Supplied passage:
Asked about how she’d been described, Boden said:
“I'm not a person who has regular monthly or weekly meetings with people. That is not how it works around here. I tend to hover quite high, trying to figure out what we should be doing, then deep-diving when I think we have to readjust to the strategy.
“I think that my job is really to look beyond the next mountain and see the horizon. It’s to constantly look at the future, thinking about what we’re going to be doing next year and the year after. I've got a really great executive team that can worry about the urgent things, the things that need to be done today. But my job is to keep setting the horizon to the things that we could do.”
In terms of how she allocates her time, Boden revealed:
“Strategy starts on a Sunday morning. The weekdays are very much all about interacting with people in short periods of time and quite operational. Sundays are when all the thoughts and issues that we’re dealing with get mulled over. I will write down the big, strategic things we need to do. I share them in an email with the board, and then twice a week I get together with the executive team. Each person will say what they’re thinking – I will sometimes test an idea in that group and they’ll say, ‘No, it doesn’t look like that Anne.’ But then I need to be able to come back with, ‘These are the things we’re working on, these are the things that are important, these are the things where we could go.’ I think that’s how we do strategy.”

Entries:
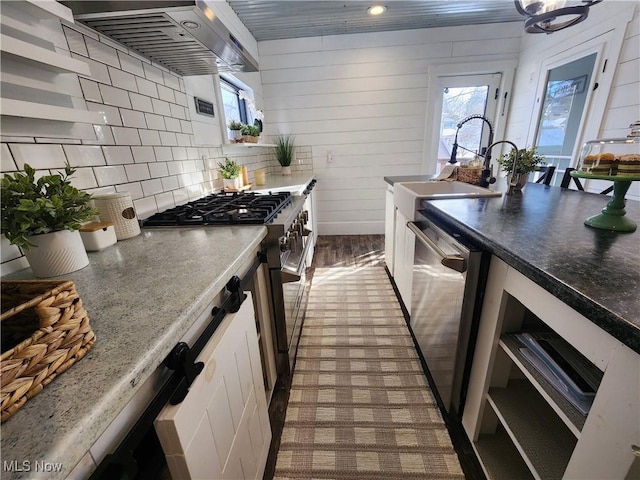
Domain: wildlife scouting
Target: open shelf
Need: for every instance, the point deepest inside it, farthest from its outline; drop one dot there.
(543, 440)
(560, 405)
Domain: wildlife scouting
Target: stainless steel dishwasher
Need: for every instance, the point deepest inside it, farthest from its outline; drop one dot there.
(445, 307)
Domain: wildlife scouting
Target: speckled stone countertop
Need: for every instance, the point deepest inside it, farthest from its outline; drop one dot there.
(142, 295)
(541, 233)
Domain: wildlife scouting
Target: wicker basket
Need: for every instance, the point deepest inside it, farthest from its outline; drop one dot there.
(471, 175)
(45, 330)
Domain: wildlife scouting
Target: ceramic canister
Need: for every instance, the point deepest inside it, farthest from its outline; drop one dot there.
(117, 208)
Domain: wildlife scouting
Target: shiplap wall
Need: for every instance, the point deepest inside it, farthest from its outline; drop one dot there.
(360, 101)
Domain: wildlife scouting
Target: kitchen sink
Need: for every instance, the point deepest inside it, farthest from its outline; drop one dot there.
(407, 195)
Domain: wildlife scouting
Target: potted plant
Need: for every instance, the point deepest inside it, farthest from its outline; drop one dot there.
(528, 161)
(235, 127)
(43, 217)
(230, 172)
(250, 133)
(284, 152)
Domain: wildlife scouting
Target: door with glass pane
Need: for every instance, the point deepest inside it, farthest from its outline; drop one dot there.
(459, 97)
(566, 94)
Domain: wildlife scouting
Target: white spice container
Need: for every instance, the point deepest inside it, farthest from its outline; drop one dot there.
(118, 209)
(97, 235)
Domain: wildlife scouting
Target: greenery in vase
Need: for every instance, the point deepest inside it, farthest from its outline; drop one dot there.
(235, 125)
(48, 204)
(229, 169)
(528, 161)
(284, 149)
(250, 130)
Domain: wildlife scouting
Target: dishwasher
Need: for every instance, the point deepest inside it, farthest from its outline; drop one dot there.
(446, 299)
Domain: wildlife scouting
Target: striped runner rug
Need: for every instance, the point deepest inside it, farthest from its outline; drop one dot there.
(360, 406)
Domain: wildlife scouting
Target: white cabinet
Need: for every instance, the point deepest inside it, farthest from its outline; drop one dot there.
(519, 425)
(221, 429)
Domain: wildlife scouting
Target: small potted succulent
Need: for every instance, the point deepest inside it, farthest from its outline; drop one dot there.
(528, 161)
(43, 217)
(230, 172)
(284, 152)
(250, 133)
(235, 127)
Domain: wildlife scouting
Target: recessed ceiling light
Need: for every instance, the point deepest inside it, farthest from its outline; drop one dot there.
(376, 9)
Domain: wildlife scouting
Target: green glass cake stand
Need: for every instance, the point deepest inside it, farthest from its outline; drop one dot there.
(613, 214)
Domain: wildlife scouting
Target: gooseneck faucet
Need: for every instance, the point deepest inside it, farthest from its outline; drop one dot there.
(486, 177)
(511, 180)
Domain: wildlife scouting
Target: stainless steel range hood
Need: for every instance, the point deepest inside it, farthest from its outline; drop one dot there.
(184, 36)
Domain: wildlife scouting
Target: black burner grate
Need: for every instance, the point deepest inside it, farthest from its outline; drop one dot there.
(223, 209)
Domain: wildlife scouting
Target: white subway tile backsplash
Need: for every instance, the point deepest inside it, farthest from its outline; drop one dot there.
(163, 154)
(118, 155)
(6, 160)
(172, 124)
(126, 136)
(151, 187)
(133, 118)
(134, 188)
(102, 53)
(153, 73)
(83, 178)
(145, 207)
(166, 93)
(145, 87)
(169, 183)
(165, 201)
(110, 114)
(115, 96)
(75, 40)
(158, 169)
(38, 156)
(111, 175)
(149, 137)
(141, 102)
(143, 154)
(90, 90)
(170, 80)
(137, 172)
(155, 122)
(168, 138)
(131, 64)
(99, 71)
(161, 107)
(122, 79)
(84, 155)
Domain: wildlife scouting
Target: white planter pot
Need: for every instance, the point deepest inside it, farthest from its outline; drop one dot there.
(232, 183)
(56, 253)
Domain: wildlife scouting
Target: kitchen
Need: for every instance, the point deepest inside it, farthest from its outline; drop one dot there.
(352, 101)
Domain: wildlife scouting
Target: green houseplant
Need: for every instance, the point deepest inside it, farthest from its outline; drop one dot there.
(230, 172)
(285, 146)
(43, 217)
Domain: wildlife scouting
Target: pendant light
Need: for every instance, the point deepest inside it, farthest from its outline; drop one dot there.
(548, 16)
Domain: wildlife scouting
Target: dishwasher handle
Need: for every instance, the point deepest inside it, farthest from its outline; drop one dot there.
(454, 262)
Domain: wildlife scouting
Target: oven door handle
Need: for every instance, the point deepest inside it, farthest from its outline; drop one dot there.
(289, 275)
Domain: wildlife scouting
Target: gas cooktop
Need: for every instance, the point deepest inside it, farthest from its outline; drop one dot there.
(223, 209)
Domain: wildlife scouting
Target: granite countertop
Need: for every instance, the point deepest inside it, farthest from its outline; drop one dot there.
(541, 233)
(142, 295)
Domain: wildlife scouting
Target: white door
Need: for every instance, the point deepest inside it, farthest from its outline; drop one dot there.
(221, 429)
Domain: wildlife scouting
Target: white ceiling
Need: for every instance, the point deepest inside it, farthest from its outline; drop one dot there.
(272, 20)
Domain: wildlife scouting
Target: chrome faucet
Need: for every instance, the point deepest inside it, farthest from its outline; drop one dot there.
(511, 180)
(486, 177)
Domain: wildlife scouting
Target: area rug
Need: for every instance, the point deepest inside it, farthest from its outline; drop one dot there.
(360, 406)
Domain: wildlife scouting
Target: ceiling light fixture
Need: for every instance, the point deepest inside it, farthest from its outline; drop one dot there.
(376, 10)
(548, 16)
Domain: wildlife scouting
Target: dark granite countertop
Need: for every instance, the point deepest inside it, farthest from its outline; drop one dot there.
(541, 233)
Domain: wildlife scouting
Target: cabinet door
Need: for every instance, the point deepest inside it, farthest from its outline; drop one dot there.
(221, 430)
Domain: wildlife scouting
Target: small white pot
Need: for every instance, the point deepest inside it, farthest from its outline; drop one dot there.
(232, 183)
(56, 253)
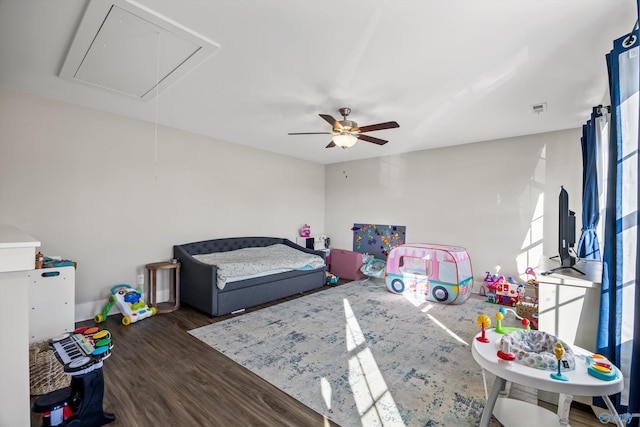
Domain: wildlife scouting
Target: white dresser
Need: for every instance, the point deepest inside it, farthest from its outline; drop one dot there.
(51, 302)
(17, 257)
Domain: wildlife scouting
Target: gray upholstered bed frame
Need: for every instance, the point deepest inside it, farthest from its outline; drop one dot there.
(198, 287)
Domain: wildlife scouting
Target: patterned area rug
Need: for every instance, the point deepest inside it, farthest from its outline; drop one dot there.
(361, 355)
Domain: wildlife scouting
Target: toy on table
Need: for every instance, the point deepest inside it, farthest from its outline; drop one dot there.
(600, 367)
(505, 351)
(484, 322)
(81, 353)
(500, 316)
(559, 352)
(129, 302)
(332, 279)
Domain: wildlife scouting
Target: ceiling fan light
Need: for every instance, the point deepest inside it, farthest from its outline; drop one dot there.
(344, 140)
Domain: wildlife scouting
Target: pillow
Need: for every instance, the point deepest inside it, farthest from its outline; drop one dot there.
(536, 349)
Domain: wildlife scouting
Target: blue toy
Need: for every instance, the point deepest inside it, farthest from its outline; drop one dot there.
(129, 302)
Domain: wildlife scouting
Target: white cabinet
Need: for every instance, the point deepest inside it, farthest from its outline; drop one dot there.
(569, 302)
(51, 302)
(17, 255)
(568, 307)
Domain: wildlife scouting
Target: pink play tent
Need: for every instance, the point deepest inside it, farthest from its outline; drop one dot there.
(430, 272)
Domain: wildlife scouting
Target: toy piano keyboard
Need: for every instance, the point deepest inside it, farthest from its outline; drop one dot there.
(82, 350)
(600, 367)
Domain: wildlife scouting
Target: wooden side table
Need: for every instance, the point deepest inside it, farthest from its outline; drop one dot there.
(174, 286)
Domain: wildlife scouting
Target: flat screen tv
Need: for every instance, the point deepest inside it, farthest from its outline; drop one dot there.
(566, 230)
(566, 234)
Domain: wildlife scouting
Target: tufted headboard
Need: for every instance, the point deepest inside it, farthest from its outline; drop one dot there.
(230, 244)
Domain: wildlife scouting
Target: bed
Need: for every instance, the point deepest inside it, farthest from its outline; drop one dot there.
(218, 289)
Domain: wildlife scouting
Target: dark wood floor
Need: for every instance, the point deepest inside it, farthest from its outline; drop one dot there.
(159, 375)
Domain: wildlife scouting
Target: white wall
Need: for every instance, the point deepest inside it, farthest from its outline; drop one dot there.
(87, 185)
(498, 199)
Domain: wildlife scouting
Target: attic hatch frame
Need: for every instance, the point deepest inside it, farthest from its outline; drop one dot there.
(120, 68)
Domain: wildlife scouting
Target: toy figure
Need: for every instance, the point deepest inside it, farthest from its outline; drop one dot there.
(129, 302)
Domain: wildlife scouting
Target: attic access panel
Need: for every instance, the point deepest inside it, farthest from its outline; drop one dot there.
(129, 49)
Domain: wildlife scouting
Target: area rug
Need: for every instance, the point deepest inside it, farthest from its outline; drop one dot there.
(363, 356)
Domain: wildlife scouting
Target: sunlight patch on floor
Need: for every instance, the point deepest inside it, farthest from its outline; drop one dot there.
(325, 391)
(370, 392)
(447, 330)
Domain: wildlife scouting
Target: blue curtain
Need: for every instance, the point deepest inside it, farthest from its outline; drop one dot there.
(619, 322)
(588, 246)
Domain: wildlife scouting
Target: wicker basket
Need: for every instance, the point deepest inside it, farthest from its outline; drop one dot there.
(45, 372)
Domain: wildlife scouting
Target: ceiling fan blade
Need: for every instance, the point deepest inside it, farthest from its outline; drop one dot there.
(379, 126)
(333, 122)
(372, 139)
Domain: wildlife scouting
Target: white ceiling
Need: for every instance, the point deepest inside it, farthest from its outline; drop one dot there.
(448, 71)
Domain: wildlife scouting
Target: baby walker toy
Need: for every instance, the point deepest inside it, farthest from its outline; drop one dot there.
(81, 352)
(129, 302)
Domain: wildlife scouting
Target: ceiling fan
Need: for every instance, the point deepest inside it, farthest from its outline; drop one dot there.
(346, 132)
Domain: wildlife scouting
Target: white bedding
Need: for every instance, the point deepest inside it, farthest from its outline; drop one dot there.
(250, 262)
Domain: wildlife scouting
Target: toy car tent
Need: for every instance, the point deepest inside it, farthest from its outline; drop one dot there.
(440, 273)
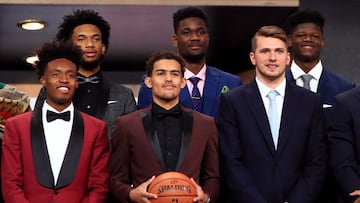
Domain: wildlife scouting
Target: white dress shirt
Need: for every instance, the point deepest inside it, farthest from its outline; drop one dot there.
(57, 135)
(297, 72)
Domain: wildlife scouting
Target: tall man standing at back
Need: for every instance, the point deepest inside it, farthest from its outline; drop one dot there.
(204, 83)
(96, 95)
(306, 39)
(271, 133)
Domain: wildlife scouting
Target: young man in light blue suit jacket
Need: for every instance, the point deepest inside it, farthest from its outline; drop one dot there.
(192, 40)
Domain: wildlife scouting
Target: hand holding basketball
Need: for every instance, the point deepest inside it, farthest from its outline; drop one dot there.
(139, 194)
(173, 187)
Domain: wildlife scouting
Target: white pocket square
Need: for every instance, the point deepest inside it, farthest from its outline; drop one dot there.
(111, 102)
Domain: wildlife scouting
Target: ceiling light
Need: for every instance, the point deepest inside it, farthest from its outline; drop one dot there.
(32, 24)
(32, 59)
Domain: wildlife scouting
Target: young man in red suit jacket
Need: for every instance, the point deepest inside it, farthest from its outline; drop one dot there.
(56, 153)
(164, 137)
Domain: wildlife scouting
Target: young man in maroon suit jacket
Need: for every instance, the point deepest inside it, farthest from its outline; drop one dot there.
(164, 137)
(56, 153)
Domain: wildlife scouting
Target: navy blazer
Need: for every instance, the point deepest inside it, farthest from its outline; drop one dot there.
(251, 168)
(215, 83)
(344, 138)
(329, 86)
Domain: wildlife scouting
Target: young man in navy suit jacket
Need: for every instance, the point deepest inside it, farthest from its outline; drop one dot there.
(192, 40)
(262, 163)
(306, 39)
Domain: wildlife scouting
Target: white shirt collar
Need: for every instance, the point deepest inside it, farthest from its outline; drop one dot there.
(298, 72)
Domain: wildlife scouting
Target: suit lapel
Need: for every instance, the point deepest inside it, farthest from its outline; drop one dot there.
(73, 152)
(289, 109)
(39, 150)
(152, 136)
(188, 130)
(210, 93)
(257, 108)
(102, 99)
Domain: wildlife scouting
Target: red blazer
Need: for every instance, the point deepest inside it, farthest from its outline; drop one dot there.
(26, 171)
(136, 154)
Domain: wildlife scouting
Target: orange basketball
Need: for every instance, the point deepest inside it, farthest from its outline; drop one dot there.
(172, 187)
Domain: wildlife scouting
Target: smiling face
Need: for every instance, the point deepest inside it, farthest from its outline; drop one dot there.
(166, 82)
(88, 38)
(60, 82)
(270, 58)
(306, 42)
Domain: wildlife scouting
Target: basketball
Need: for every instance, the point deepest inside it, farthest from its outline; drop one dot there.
(172, 187)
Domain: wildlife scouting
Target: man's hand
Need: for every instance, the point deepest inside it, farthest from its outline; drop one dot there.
(202, 197)
(140, 194)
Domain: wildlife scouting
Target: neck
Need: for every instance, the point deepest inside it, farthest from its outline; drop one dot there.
(306, 66)
(87, 73)
(167, 104)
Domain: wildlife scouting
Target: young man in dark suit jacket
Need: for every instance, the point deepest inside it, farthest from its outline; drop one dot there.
(56, 153)
(271, 154)
(163, 137)
(192, 40)
(96, 95)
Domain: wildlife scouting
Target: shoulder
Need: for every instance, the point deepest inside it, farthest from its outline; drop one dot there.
(336, 79)
(349, 96)
(91, 120)
(223, 74)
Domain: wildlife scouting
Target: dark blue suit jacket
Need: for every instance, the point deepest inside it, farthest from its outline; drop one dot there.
(251, 168)
(329, 86)
(215, 81)
(344, 137)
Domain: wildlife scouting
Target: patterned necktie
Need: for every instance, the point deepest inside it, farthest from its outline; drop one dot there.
(306, 79)
(195, 95)
(51, 116)
(82, 80)
(273, 116)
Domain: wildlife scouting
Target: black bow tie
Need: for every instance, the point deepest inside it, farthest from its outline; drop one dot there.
(93, 79)
(51, 116)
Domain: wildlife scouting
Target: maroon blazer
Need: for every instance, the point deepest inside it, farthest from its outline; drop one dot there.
(26, 172)
(136, 154)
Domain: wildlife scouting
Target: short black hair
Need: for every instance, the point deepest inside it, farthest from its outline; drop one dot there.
(305, 16)
(188, 12)
(163, 55)
(81, 17)
(50, 51)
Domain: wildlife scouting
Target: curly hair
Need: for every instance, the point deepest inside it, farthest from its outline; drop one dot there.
(80, 17)
(188, 12)
(305, 16)
(50, 51)
(163, 55)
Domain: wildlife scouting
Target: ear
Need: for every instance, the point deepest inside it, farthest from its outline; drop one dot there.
(42, 81)
(289, 41)
(147, 82)
(252, 58)
(183, 83)
(103, 49)
(174, 40)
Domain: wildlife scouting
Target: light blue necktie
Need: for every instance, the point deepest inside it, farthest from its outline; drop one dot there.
(195, 94)
(273, 116)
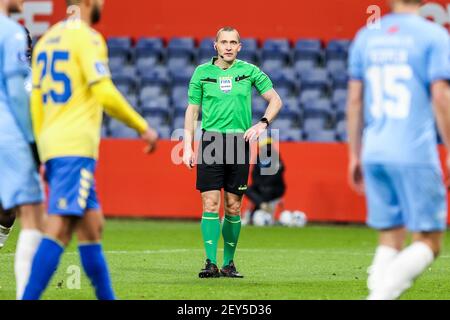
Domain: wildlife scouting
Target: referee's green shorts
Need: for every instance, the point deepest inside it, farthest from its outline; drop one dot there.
(223, 162)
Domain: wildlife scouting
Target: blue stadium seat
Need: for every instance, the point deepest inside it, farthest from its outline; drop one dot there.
(104, 131)
(308, 49)
(272, 65)
(155, 121)
(119, 49)
(314, 79)
(282, 123)
(116, 63)
(175, 64)
(340, 106)
(119, 42)
(341, 115)
(339, 80)
(181, 47)
(149, 47)
(259, 105)
(338, 96)
(302, 66)
(119, 130)
(283, 78)
(321, 136)
(335, 66)
(133, 101)
(291, 135)
(158, 75)
(127, 70)
(249, 57)
(292, 106)
(249, 50)
(276, 49)
(308, 95)
(180, 104)
(322, 104)
(342, 137)
(164, 132)
(145, 63)
(341, 130)
(178, 123)
(314, 123)
(338, 49)
(206, 50)
(149, 51)
(341, 126)
(156, 106)
(182, 76)
(126, 84)
(151, 91)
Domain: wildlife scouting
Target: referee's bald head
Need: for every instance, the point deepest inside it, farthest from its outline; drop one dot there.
(227, 29)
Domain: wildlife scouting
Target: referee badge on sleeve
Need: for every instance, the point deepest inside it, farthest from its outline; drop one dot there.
(226, 84)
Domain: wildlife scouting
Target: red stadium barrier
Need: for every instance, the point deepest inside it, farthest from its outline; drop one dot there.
(169, 18)
(132, 184)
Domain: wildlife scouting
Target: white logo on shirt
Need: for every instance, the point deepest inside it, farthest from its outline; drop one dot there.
(226, 84)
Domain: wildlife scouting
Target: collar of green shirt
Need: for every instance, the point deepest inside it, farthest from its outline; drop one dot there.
(213, 62)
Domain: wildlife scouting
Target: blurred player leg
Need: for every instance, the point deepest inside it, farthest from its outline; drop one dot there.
(21, 189)
(407, 266)
(7, 218)
(89, 232)
(30, 236)
(58, 233)
(390, 244)
(422, 197)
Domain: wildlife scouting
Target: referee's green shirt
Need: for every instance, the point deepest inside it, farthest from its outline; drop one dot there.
(226, 95)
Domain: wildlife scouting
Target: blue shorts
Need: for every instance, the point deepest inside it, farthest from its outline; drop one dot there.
(72, 186)
(20, 183)
(414, 197)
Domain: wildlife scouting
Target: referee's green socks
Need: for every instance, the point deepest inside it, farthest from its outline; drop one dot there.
(211, 233)
(230, 231)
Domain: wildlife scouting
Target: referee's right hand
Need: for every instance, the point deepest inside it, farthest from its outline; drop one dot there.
(188, 158)
(151, 138)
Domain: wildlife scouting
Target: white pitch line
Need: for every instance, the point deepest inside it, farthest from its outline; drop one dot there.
(171, 251)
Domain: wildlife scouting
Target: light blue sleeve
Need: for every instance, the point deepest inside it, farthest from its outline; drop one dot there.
(355, 59)
(20, 104)
(439, 57)
(15, 58)
(16, 69)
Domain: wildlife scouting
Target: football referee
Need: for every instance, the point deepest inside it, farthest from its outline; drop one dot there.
(223, 89)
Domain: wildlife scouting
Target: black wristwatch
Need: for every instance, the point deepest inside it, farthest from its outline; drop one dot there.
(264, 120)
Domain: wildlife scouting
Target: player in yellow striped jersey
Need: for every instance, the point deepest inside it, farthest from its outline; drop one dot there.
(71, 88)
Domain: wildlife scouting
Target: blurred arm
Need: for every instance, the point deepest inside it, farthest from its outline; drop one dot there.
(274, 106)
(190, 122)
(117, 106)
(20, 104)
(37, 112)
(440, 91)
(355, 120)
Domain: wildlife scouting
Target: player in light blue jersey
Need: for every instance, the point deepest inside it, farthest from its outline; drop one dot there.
(398, 86)
(20, 188)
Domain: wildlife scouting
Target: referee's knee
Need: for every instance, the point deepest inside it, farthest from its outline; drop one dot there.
(210, 205)
(233, 209)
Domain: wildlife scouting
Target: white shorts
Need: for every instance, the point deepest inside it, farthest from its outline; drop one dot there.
(20, 183)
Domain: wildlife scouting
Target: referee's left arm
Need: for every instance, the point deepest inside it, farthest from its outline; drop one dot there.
(275, 104)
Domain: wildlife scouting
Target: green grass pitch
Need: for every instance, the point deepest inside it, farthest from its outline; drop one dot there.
(161, 259)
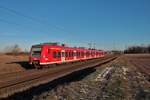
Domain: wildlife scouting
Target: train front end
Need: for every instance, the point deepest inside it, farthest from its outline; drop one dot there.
(35, 55)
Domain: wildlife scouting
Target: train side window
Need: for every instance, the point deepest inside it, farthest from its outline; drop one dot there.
(74, 53)
(54, 54)
(63, 54)
(58, 54)
(49, 50)
(66, 54)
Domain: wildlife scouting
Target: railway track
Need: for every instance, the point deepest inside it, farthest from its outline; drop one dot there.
(20, 81)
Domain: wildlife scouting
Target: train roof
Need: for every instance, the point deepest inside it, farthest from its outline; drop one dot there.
(62, 45)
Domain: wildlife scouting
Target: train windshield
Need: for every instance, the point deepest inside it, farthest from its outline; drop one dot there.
(36, 51)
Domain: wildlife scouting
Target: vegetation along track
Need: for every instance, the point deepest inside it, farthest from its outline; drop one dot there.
(17, 82)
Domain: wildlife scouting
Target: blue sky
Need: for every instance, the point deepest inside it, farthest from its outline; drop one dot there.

Written request 1: According to the passage on Boden's approach to strategy, why does her strategic thinking happen on Sundays rather than during the week? Answer in one to three sentences.
Written request 2: Gather every line of the records that contains the word "wall".
The passage on Boden's approach to strategy and the records are unrelated material.

Written reply 1: Her weekdays are spent interacting with people in short periods of time and are quite operational. Sundays are when she mulls over the thoughts and issues being dealt with and writes down the big strategic things to do.

Written reply 2:
Target: shiplap wall
Target: white wall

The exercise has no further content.